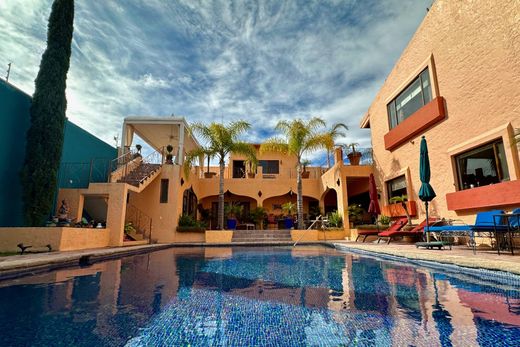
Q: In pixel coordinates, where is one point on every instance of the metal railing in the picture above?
(141, 222)
(311, 173)
(81, 174)
(367, 157)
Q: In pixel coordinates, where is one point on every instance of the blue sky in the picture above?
(260, 61)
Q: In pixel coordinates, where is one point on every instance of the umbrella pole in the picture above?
(427, 227)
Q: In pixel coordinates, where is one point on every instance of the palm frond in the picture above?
(274, 144)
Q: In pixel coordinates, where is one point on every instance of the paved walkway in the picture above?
(459, 255)
(19, 265)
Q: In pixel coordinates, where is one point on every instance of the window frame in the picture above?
(393, 119)
(269, 172)
(483, 146)
(388, 186)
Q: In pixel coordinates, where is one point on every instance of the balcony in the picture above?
---+---
EXERCISE => Render the items, from the line containing "walkway in the picture above?" through the end of the items, as a JSON list of strings with one string per line, leaving out blank lines.

TASK OUTPUT =>
[
  "Q: In pixel coordinates, where is one point on every instance of the paved walkway in the picture above?",
  "(459, 255)",
  "(19, 265)",
  "Q: In pixel coordinates, where is one point on every instance of the window frame in the picture above?",
  "(393, 119)",
  "(269, 172)",
  "(483, 146)",
  "(388, 186)",
  "Q: In pixel coordinates, where is one point on every instance of the balcony in the picture above?"
]